Page text –
+ + +

CIECAM02 Plug-in


Experimental Implementation of the CIECAM02 Color Appearance Model in a EPhotoshop® Compatible Plug-in (Windows Only) 

*12/5/09 NOTE: This site was recently, automatically migrated from googlepages to google sites. As a result some of the formatting has been lost. This site will be updated soon - I guess it's about time....

The photo above is an example of editing in the CIECAM02 space. The version on the right was enhanced with a simple increase of saturation and a contrast enhancement with the sigmoidal curve tool.

New Version 0.2f 5/11/08

  • Resizable Window

  • Minor bug fixes 

 

Features:

  • Free Download. Click this link and save in your Filters folder:  CIECAM02_0.2f.8bf
  • Forward and Reverse Transforms
  • Double-Floating-Point Accuracy
  • 8 and 16-bit Input, Lab, RGB, XYZ
  • Edit Appearance Correlates (Scale, Offset, Sigmoidal Curve)
  • Choice of Appearance Correlates: Lightness or Brightness, Colorfulness, Chroma, or Saturation.

What is the CIECAM02 Plug-In?

Simply put, the plug-in will take an image and a set of initial viewing conditions, and convert the image so that it will appear the same under a different set of viewing conditions.

CIECAM02 was developed by eminent color scientists under the auspices of the CIE. It is a Color Appearance Model (CAM), which is a method to predict the appearance of colors, taking into account the effect of viewing conditions. CIECAM02 is a complex series of calculations that until now was inconvenient to apply to entire images.

This Photoshop  - compatible plug-in is based on publicly-available CIECAM02 information. The plug-in and this site are in no way associated with the CIE or the CIECAM02 committee.

The CIECAM02 Plug-in was developed using the FilterMeister plug-in development environment and compiler, and works with most image editors that use the Adobe® Photoshop plug-in architecture.

Based on the color space and viewing condition settings selected by the user, the plug-in works by converting the image in the image editor to a perceptual correlate representation that is both device-independent and independent of viewing-conditions. While the image is in this "perceptual correlate space," the user can make adjustments to the perceptual correlates. Then a reverse transform is performed using the same, or different, viewing condition settings and output color space. Optionally this last reverse transform can be skipped and the image can be sent back to the image editor to be worked on while still in the perceptual correlate representation.


What can I do with it?

  • Interactive exploration of the CIECAM02 model. 
  • Chromatic adaptation, optionally including the effects of incomplete adaptation
  • Color space conversions
  • Screen to print matching
  • Gamut mapping
  • Convert to monochrome
  • Modify colorfulness, saturation, or chroma
  • Create new image effects and work flows!

+ + +

Dataset entries –
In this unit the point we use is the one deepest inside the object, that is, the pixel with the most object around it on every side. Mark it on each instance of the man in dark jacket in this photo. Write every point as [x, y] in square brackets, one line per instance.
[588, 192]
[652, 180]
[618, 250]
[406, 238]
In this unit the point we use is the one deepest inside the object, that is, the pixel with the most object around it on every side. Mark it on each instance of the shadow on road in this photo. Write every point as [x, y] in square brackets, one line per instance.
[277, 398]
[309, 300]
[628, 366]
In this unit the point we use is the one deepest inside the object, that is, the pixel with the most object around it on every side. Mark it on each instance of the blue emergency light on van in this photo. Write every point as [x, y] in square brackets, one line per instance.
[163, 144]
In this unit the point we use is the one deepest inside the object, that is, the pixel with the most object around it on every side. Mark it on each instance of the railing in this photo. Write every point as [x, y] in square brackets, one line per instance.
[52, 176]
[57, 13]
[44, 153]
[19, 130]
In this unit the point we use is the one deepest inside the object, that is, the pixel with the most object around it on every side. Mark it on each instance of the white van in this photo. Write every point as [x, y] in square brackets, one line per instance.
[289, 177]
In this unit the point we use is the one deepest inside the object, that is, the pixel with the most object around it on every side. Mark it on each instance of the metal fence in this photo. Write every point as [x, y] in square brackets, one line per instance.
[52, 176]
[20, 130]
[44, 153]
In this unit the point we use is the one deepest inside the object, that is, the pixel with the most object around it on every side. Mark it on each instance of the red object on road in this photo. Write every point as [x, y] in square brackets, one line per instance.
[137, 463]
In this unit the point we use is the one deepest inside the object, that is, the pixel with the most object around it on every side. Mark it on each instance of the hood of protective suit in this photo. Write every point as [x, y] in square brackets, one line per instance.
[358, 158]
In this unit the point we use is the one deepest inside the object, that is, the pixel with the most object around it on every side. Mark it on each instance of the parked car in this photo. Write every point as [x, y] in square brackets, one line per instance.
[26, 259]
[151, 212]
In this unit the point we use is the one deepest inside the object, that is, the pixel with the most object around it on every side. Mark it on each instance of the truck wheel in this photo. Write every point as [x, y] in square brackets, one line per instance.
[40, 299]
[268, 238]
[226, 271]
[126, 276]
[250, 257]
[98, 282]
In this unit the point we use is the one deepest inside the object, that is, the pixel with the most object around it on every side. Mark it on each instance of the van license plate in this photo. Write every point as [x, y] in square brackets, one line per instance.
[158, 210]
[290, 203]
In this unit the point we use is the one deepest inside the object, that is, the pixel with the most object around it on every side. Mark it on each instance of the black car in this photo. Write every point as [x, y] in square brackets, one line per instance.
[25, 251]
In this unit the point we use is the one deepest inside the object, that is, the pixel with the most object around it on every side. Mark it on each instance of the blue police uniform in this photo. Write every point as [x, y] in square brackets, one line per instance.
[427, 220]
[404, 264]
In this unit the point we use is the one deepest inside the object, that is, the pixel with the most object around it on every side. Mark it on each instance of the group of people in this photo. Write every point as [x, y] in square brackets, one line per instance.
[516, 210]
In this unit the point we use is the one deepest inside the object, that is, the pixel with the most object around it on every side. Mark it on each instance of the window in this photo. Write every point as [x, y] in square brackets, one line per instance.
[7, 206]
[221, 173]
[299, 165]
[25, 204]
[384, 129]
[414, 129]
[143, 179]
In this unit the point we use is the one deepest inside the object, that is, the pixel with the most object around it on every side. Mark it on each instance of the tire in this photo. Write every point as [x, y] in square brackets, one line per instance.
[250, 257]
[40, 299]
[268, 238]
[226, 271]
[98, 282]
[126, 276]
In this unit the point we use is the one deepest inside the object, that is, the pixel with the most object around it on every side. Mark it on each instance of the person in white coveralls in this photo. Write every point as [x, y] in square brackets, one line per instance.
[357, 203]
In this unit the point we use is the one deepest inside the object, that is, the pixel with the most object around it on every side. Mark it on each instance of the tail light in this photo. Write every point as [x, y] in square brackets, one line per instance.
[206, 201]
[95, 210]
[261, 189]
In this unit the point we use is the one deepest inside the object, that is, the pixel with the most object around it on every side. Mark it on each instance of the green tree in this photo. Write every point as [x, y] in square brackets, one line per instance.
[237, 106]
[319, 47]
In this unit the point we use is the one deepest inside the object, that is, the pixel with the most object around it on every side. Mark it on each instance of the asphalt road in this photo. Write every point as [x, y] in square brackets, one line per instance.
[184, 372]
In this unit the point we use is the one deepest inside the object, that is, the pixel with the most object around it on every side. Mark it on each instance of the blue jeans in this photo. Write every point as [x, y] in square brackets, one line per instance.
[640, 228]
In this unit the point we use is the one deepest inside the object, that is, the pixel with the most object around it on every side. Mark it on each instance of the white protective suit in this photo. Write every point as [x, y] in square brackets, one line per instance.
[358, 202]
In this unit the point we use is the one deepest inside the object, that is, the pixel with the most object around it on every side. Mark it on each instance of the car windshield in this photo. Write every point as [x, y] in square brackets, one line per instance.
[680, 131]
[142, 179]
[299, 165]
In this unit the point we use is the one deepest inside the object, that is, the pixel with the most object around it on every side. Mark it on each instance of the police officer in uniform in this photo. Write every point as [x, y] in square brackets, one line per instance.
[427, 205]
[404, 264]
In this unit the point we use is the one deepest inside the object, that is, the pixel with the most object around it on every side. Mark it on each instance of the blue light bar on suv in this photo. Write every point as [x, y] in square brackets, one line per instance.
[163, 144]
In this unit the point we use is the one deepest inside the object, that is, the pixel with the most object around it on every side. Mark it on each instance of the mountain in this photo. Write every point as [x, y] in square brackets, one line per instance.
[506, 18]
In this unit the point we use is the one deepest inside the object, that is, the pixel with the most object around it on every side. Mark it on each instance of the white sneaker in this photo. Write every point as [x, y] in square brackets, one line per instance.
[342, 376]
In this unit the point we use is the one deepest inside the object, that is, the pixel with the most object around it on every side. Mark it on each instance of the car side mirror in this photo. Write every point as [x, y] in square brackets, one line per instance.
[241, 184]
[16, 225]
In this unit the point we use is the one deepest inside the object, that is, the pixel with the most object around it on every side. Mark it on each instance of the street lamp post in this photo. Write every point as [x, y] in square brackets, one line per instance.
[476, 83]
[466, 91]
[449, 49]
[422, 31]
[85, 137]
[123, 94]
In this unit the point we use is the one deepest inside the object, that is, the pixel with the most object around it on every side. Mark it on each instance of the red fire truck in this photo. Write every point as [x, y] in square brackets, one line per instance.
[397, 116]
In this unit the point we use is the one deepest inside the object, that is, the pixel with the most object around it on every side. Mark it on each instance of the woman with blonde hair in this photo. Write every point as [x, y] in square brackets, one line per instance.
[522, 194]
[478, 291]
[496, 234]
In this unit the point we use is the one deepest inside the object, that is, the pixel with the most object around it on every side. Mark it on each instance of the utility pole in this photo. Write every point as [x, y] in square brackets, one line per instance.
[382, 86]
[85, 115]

+ + +

Objective – In the CIECAM02 plug-in page, render this sentence in Spanish: "CIECAM02 was developed by eminent color scientists under the auspices of the CIE." The entries have nothing to do with the work here.

Output for this task – CIECAM02 fue desarrollado por eminentes científicos del color bajo los auspicios de la CIE.